Your problem is that you don't want a human character because of the icky feel you get over Jonathan not being pristine.
2 years ago
Anonymous
>Your problem is that you don't want a human character because of the icky feel you get over Jonathan not being pristine.
There's a approximately a bus long distance between "not pristine" and "letting 30 odd kids die"
It's like, much like Snyder, you're too autistic to understand this
2 years ago
Anonymous
There isn't since the point is a father worrying about his own children putting themselves in danger to save others. A 13 years old children.
That's like saying that a father should be okay with their 13 year old son trying to stop a school shooting because "he saved all those school kids" while ignoring how much danger their son place himself in.
2 years ago
Anonymous
>There isn't since the point is a father worrying about his own children putting themselves in danger to save others
Yes there is. >That's like saying that a father should be okay with their 13 year old son trying to stop a school shooting because "he saved all those school kids" while ignoring how much danger their son place himself in.
Not at all comparable. Clark wasn't at risk the secret was. You're saying that a father telling his son that if he can actually 100% save the kids from a shooter, it's better to let them all die than take any risk
2 years ago
Anonymous
>You're saying that a father telling his son that if he can actually 100% save the kids from a shooter, it's better to let them all die than take any risk
Yes, because it is a dangerous thing to do. He can get hurt, he can be followed, he can be impacted by the media coverage, any numbers of things can happen to this kid.
2 years ago
Anonymous
This. There's no bigger social pariah than people who stop school shootings in progress.
2 years ago
Anonymous
>Yes, because it is a dangerous thing to do. He can get hurt, he can be followed, he can be impacted by the media coverage, any numbers of things can happen to this kid.
Yes all those things CAN happen. But what WILL happen is 30 kids dying
And I can't call the person who'd make that decision anything close to a good man and certainly not a man ato impact good values on his son
2 years ago
Anonymous
So a father has to sacrifice the well-being of his own child for the safety of those other 30 kids? All it matters is the numbers game? That's it?
Well, then we should selected people to serve as test subjects because their sacrifice can result in the betterment of several other lives. It's a numbers game, after all.
2 years ago
Anonymous
>So a father has to sacrifice the well-being of his own child for the safety of those other 30 kids? All it matters is the numbers game? That's it?
Can't you read? A father would want to impart in his child that the possibility of him taking a risk is not greater than the lives of 30 people >Well, then we should selected people to serve as test subjects because their sacrifice can result in the betterment of several other lives. It's a numbers game, after all.

- COMPLETE THE FOLLOWING:
1. List every personal name that appears in the thread.
2. Transcribe everything in the thread from "There's a approximately" down to "years old children.".

- INFORMATION SUPPLIED:
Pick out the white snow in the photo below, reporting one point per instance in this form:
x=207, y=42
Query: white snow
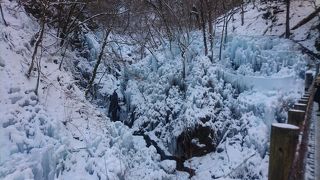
x=285, y=126
x=58, y=134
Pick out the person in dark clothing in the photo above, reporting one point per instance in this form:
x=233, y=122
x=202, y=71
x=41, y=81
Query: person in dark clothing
x=317, y=94
x=114, y=106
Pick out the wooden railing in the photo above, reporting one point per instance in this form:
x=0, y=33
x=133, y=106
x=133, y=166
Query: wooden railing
x=289, y=141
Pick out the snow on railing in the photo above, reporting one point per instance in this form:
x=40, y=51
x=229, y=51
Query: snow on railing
x=289, y=142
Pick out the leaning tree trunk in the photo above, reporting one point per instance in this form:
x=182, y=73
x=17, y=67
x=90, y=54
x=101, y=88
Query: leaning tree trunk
x=94, y=72
x=5, y=22
x=39, y=40
x=203, y=24
x=210, y=21
x=288, y=19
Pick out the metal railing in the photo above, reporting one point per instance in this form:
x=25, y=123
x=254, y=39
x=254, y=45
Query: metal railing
x=289, y=142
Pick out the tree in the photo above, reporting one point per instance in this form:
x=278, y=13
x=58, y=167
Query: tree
x=4, y=21
x=94, y=72
x=39, y=39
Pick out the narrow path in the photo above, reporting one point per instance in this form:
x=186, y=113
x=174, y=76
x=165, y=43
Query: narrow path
x=163, y=156
x=313, y=158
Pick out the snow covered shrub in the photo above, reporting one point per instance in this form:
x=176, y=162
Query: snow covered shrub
x=196, y=141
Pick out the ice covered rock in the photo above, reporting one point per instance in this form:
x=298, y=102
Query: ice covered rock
x=169, y=166
x=2, y=63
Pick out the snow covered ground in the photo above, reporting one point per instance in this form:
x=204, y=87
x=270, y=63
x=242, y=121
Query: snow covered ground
x=60, y=135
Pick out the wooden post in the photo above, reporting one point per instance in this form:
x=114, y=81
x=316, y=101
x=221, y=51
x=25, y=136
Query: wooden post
x=303, y=101
x=300, y=106
x=308, y=80
x=283, y=142
x=296, y=117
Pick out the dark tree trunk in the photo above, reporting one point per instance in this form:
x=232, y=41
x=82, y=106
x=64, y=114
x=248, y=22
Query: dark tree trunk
x=288, y=19
x=39, y=40
x=5, y=22
x=94, y=73
x=203, y=24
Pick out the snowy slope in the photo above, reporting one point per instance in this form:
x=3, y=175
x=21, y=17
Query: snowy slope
x=269, y=19
x=58, y=134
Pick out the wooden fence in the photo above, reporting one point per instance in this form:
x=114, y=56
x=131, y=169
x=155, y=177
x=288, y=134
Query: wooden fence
x=289, y=141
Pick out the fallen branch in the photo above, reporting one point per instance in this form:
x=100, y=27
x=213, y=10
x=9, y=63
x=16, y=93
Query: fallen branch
x=5, y=22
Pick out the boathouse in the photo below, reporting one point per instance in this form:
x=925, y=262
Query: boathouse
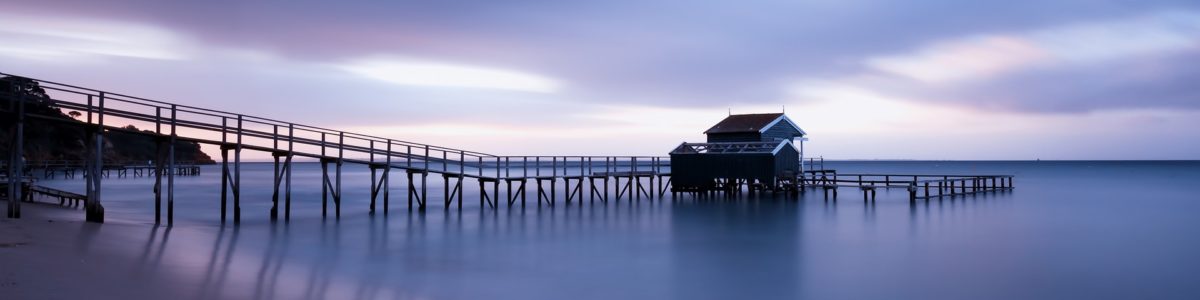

- SOLUTION SET:
1. Jonathan, Snyder, Clark

2.
There's a approximately a bus long distance between "not pristine" and "letting 30 odd kids die"
It's like, much like Snyder, you're too autistic to understand this
2 years ago
Anonymous
There isn't since the point is a father worrying about his own children putting themselves in danger to save others. A 13 years old children.